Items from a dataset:
= = = = =

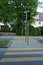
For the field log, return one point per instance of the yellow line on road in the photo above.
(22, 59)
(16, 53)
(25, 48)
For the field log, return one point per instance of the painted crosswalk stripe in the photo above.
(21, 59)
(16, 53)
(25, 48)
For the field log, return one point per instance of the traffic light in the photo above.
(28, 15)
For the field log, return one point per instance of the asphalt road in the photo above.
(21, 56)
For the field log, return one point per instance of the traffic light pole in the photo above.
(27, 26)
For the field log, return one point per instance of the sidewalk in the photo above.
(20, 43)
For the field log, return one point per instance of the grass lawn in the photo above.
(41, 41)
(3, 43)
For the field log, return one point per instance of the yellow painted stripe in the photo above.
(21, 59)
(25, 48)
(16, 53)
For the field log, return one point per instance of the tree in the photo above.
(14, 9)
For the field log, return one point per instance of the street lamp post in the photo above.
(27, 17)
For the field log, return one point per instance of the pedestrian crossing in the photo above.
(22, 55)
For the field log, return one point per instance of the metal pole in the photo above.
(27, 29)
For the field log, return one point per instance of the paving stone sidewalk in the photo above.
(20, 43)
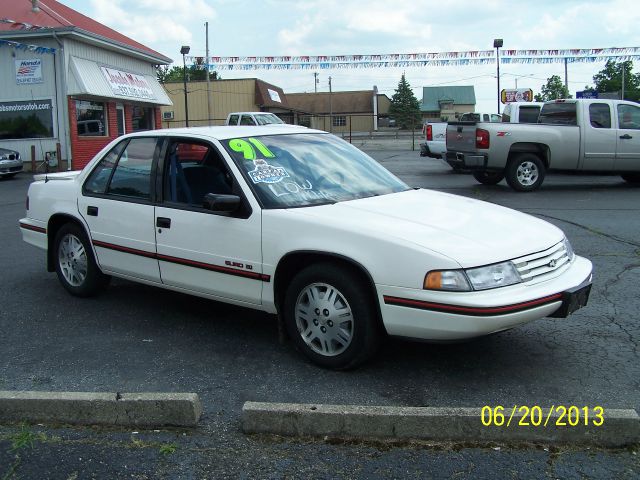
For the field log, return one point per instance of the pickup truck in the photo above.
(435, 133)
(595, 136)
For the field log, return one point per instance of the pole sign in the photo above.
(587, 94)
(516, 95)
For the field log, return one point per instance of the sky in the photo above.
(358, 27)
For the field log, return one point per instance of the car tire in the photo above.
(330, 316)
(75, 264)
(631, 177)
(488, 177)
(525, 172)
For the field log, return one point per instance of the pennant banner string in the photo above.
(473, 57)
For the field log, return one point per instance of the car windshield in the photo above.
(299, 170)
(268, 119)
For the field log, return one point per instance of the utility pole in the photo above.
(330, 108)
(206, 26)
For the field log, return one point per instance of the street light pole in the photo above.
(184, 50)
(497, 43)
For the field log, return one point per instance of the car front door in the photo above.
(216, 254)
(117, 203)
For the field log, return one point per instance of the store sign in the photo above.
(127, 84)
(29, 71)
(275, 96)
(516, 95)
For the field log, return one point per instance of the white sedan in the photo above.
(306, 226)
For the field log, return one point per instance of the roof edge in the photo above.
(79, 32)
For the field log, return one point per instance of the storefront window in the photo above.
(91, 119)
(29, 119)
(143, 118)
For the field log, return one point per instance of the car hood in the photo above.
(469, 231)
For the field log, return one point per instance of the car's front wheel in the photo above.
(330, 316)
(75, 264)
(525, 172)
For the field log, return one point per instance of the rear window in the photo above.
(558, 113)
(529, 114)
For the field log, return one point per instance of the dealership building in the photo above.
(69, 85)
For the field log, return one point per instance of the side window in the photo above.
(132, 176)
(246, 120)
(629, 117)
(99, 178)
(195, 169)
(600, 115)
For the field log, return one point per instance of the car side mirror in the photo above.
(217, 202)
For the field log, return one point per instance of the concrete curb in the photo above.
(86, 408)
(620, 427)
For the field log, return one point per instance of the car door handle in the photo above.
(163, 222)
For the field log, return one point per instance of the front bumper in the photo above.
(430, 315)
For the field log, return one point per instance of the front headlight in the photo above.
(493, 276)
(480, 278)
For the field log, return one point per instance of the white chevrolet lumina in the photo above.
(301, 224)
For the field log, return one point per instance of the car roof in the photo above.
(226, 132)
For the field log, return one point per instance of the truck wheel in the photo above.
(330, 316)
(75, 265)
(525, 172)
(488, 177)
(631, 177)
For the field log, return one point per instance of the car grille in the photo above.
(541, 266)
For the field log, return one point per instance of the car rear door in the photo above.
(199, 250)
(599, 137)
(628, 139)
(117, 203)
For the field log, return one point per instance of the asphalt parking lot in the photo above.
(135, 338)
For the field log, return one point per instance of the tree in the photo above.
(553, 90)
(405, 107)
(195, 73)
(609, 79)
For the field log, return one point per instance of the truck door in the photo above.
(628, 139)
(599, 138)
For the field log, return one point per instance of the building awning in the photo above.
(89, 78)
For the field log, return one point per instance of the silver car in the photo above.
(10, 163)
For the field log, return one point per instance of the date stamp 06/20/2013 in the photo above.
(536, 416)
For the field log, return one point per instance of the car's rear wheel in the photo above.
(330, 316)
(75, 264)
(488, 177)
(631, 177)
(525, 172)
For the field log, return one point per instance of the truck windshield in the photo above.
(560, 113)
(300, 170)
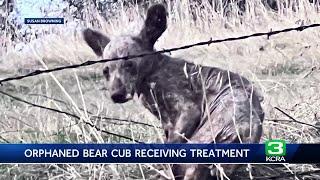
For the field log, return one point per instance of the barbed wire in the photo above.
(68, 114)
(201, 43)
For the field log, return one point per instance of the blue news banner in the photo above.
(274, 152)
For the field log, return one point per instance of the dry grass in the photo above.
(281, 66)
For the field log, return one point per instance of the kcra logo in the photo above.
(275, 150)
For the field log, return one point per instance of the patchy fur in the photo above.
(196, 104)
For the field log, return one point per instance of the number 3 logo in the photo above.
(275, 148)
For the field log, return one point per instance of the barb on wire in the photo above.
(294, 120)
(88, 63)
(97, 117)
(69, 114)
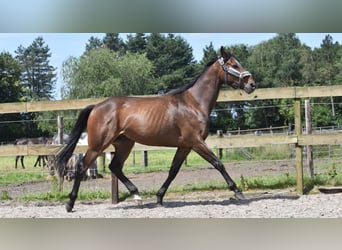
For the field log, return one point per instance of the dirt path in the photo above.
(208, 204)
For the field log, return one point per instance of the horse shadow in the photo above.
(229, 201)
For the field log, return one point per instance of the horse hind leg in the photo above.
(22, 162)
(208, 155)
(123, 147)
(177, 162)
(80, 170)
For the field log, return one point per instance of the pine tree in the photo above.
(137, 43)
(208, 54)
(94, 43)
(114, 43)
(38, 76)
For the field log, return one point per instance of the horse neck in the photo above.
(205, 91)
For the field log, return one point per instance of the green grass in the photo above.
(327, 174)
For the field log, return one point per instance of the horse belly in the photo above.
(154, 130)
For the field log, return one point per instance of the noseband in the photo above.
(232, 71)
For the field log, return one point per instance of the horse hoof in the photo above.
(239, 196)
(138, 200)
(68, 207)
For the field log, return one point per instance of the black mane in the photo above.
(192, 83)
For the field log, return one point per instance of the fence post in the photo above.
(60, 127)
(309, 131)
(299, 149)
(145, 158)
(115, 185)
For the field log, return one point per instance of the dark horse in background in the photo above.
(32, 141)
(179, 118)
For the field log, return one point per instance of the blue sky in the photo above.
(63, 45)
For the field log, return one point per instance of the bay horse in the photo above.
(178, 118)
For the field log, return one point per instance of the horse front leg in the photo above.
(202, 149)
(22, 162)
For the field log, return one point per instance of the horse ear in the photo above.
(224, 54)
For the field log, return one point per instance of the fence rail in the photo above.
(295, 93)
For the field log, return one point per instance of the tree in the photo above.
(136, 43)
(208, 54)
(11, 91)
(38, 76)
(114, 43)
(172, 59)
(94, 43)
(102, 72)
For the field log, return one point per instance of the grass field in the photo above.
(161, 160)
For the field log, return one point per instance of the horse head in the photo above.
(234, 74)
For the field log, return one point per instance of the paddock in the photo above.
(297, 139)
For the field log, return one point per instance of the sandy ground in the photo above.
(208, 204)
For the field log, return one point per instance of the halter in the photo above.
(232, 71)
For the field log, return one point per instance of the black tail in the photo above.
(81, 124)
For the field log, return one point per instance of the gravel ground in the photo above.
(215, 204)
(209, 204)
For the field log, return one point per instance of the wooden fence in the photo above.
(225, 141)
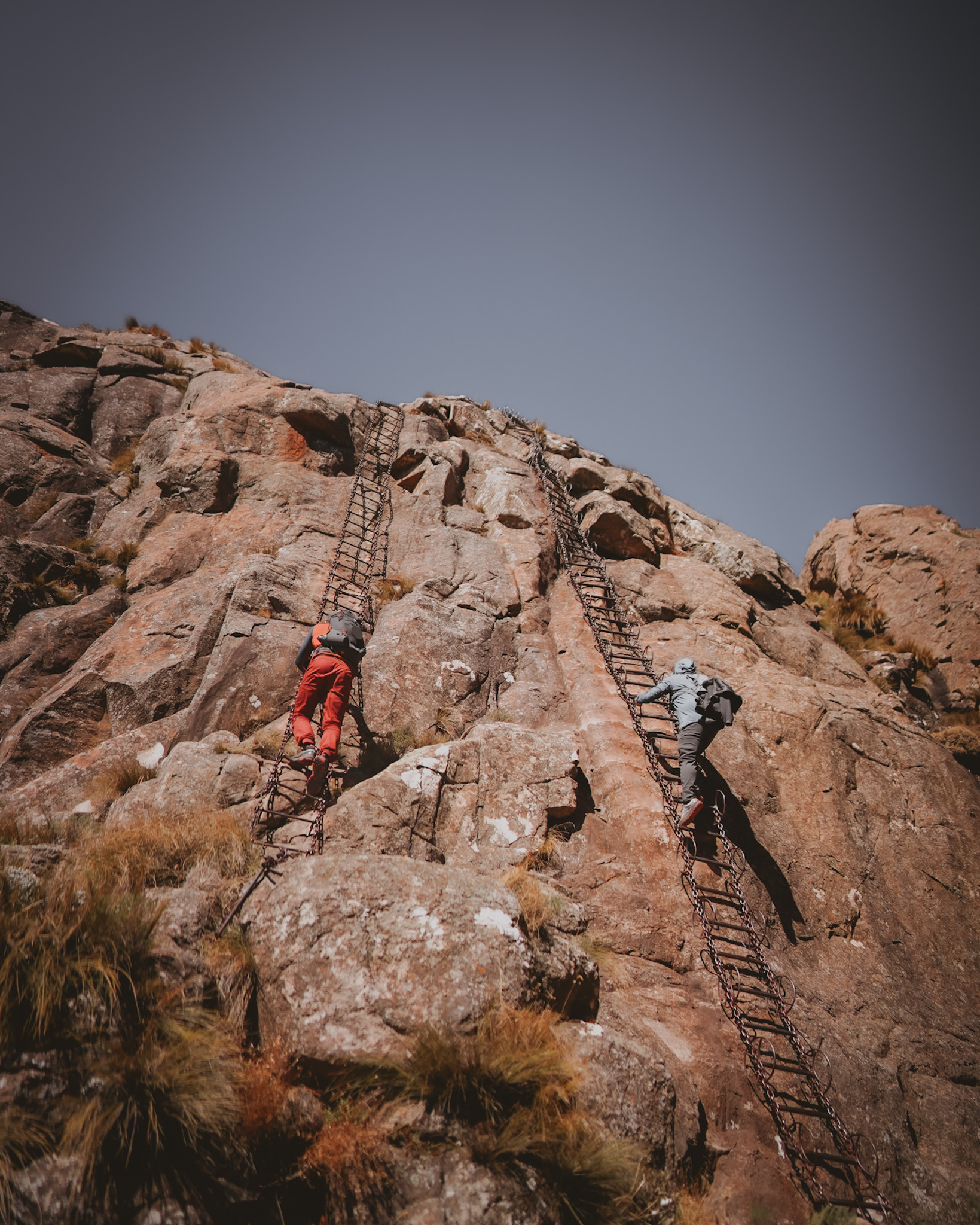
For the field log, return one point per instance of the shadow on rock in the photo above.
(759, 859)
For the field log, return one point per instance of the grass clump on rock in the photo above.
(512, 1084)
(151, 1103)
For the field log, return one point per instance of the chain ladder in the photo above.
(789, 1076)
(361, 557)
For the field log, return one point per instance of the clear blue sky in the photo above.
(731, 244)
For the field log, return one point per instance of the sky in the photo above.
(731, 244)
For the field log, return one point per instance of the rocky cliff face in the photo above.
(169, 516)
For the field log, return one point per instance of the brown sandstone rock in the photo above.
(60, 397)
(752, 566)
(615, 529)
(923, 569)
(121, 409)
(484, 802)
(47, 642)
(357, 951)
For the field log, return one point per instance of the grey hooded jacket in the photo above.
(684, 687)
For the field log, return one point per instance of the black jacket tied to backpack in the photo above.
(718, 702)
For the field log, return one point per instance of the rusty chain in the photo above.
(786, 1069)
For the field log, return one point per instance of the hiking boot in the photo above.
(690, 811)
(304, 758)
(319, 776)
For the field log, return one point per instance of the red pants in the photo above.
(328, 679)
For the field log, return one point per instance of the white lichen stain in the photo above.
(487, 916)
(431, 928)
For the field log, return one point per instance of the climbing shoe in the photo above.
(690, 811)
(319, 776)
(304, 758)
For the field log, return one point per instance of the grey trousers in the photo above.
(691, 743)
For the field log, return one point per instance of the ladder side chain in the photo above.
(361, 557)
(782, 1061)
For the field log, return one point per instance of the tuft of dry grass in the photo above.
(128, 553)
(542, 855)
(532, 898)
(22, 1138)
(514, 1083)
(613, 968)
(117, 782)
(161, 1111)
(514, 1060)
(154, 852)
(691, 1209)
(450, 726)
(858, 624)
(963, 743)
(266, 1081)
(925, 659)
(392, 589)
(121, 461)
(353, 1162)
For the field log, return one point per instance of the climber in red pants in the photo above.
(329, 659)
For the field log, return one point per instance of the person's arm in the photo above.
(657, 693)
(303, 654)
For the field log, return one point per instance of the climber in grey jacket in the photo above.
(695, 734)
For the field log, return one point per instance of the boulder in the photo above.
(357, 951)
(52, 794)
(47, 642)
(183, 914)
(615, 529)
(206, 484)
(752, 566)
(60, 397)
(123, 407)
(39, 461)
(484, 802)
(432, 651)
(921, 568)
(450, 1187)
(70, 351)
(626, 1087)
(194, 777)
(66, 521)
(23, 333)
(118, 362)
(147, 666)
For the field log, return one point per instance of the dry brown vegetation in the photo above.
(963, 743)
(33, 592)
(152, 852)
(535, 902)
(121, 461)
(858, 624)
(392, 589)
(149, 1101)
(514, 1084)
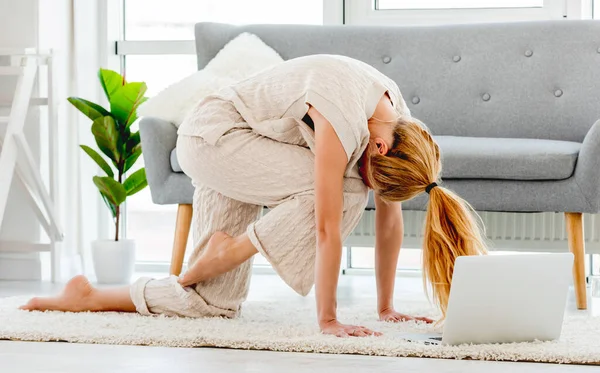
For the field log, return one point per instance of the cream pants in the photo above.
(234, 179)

= = = = =

Task directions: Find "cream pants in the photo above." in the records above. Repeat its line and every later line exactly, through the last one.

Solution for this exercise:
For the field log, return one point per instance of the cream pants in the photo above.
(234, 179)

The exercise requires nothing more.